(Records from a data source)
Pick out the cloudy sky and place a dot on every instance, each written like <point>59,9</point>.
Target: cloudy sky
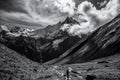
<point>48,12</point>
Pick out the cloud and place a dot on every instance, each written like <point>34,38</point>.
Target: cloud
<point>94,18</point>
<point>65,6</point>
<point>36,11</point>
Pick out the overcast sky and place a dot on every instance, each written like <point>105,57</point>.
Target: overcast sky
<point>44,12</point>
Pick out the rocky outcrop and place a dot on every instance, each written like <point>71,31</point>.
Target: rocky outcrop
<point>105,41</point>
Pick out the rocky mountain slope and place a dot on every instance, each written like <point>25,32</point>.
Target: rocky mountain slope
<point>105,41</point>
<point>39,45</point>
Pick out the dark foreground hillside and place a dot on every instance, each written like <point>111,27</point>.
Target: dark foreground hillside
<point>16,67</point>
<point>96,57</point>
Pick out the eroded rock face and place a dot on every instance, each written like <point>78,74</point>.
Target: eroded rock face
<point>105,41</point>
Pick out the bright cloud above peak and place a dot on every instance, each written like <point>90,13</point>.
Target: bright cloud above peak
<point>94,18</point>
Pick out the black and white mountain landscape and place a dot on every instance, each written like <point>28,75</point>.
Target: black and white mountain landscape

- [Problem to work on]: Apart from the pictures, which are to be omitted, every record must be transcribed exactly.

- [Exercise output]:
Pick out the cloudy sky and place a dot on every instance, each written like <point>59,9</point>.
Target: cloudy sky
<point>48,12</point>
Pick out the cloud and place a dot on every instance, each written like <point>34,38</point>.
Target: cloud
<point>94,18</point>
<point>65,6</point>
<point>36,11</point>
Pick out the overcast sky and place a dot on every instance, each written like <point>105,57</point>.
Target: overcast sky
<point>44,12</point>
Pick out the rocky outcrop and place a dot on every instance, each written like <point>71,31</point>.
Target: rocky outcrop
<point>105,41</point>
Pick out the rocky mountain slope and place a dot on every instance, each written like <point>25,32</point>.
Target: rocky mountain slope
<point>105,41</point>
<point>39,45</point>
Pick out the dark foreground hillside and place a dot on every instance, each written like <point>111,27</point>.
Target: dark foreground hillside
<point>16,67</point>
<point>96,57</point>
Pick out the eroded rock face and place a dot on every instance, each written like <point>78,74</point>.
Target: eroded rock face
<point>105,41</point>
Pick out the bright cloud above peak and place a dot on every instance, each written like <point>90,13</point>.
Target: bright cloud above peak
<point>94,18</point>
Pick out the black and white mountain landscape and place a dot on every instance, each written like <point>28,75</point>.
Target: black and white mountain landscape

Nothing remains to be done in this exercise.